◆ **About this task**
Render into Spanish this sentence from the opioid overdose article below: "Visits for suspected opioid overdoses increased 30 percent nationwide from July 2016 to September 2017, according to the CDC’s Vital Signs report, which examined ED visit data in 45 states."

◆ **Document excerpt**
Start of Block

The Centers for Disease Control and Prevention on March 6 released data from emergency departments showing substantial increases in opioid overdose numbers nationwide, including in Delaware.

Visits for suspected opioid overdoses increased 30 percent nationwide from July 2016 to September 2017, according to the CDC’s Vital Signs report, which examined ED visit data in 45 states. Of 16 states participating in enhanced data surveillance, Delaware reported the second-highest percent change for suspected opioid overdose ED visits during that time period — 105 percent.

Of 2,075 suspected overdose-related ED visits during this time, 1,529 (74 percent) were in New Castle County, 355 (17 percent) in Sussex County and 191 (9 percent) in Kent County. The number of ED overdose visits increased most sharply and more than doubled in New Castle County from 189 in the third quarter of 2016 to 464 in the third quarter of 2017. It should be noted that the report does not include the state rates per 100,000 overdose-related deaths, which is a more stable measure of increases and decreases over time.

“Emergency department data can point to alarming increases in opioid overdoses, and clearly we are concerned about the increases here in Delaware,” said Division of Public Health Director Karyl Rattay. “The report’s findings highlight the need for enhanced prevention and treatment efforts in EDs, including offering overdose prevention education, naloxone and related training for patients, family members and friends, initiating buprenorphine in the ED and linking patients to treatment and services in the community as needed.”

While Delaware’s ED overdose visits more than doubled during this time period — from 296 in the third quarter of 2016 to 596 at the end of the third quarter of 2017 — due to Delaware’s population, it is possible that state rates of ED overdose visits are still lower than other states’ rates who did not show a percent change, or a negligible one, during this time.

End of Block

◆ **Records**
Start of Block

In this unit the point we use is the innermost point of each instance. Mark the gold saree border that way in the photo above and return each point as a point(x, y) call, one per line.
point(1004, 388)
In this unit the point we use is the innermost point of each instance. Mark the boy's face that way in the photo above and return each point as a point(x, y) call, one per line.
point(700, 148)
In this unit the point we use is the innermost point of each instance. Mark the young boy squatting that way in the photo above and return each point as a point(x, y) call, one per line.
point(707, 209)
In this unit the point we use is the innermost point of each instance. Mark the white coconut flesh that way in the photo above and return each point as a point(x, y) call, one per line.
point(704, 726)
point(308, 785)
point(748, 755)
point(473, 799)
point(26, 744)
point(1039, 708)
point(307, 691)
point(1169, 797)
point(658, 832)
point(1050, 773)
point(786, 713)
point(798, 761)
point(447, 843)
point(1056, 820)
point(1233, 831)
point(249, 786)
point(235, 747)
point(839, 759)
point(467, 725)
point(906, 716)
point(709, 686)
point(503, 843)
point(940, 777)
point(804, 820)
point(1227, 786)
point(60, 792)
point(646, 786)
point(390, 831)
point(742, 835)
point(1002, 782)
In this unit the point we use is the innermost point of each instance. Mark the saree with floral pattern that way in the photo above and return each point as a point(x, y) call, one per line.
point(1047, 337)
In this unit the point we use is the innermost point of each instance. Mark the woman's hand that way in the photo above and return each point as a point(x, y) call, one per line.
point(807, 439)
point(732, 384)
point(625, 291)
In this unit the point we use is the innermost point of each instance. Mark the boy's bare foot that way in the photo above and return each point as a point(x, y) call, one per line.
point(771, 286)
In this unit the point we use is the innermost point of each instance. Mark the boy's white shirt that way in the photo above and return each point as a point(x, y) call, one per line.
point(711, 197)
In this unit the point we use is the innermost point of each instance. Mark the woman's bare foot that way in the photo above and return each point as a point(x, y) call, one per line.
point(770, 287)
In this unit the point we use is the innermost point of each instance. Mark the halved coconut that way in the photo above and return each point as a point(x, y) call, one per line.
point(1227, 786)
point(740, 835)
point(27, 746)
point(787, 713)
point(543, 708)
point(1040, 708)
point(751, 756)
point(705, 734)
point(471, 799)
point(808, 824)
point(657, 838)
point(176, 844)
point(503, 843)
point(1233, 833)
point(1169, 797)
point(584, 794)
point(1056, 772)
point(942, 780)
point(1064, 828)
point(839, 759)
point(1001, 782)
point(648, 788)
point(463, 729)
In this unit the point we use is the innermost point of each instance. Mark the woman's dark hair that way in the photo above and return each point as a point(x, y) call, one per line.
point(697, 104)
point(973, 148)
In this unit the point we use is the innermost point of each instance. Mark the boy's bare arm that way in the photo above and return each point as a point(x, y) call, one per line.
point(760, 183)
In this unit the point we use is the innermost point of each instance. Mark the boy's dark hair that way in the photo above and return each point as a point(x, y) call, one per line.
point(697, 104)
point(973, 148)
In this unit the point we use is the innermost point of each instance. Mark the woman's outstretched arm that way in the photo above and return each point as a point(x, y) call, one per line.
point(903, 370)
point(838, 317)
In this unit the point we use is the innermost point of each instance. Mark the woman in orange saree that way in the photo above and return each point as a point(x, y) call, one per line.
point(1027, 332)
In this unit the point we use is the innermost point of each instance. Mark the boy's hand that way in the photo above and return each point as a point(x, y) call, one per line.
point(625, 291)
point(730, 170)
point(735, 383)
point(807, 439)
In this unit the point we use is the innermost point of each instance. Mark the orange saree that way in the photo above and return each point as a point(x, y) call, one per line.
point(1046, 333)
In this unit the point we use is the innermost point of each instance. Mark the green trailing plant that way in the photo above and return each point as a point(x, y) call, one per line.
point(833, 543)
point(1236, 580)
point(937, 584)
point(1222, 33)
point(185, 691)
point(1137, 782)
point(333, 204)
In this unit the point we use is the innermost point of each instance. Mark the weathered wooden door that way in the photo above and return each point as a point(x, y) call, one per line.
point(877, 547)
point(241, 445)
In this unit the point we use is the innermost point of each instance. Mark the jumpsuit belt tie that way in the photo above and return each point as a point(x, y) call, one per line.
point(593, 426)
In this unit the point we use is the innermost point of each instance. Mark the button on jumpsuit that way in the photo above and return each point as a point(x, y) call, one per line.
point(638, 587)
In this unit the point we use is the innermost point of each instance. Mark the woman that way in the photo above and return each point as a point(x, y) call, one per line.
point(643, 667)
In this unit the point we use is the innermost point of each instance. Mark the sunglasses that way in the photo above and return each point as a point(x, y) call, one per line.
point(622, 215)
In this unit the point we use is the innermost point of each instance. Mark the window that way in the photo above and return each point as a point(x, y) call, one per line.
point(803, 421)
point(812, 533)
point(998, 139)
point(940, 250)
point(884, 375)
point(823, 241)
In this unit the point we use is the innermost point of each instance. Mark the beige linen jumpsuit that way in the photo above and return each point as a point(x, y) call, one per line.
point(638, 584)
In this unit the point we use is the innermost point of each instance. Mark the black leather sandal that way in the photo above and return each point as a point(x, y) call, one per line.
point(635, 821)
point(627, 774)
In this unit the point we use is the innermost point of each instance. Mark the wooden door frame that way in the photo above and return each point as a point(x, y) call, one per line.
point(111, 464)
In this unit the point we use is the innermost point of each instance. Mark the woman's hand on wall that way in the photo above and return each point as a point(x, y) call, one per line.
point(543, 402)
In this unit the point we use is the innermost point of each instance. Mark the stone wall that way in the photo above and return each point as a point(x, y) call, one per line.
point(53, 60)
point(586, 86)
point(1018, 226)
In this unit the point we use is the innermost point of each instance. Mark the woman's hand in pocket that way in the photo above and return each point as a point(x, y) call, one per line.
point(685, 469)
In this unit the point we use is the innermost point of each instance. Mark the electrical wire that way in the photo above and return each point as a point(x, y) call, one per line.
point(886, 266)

End of Block

◆ **Reply**
Las visitas por sospecha de sobredosis de opioides aumentaron un 30 por ciento a nivel nacional entre julio de 2016 y septiembre de 2017, según el informe Vital Signs de los CDC, que examinó datos de visitas a los servicios de urgencias en 45 estados.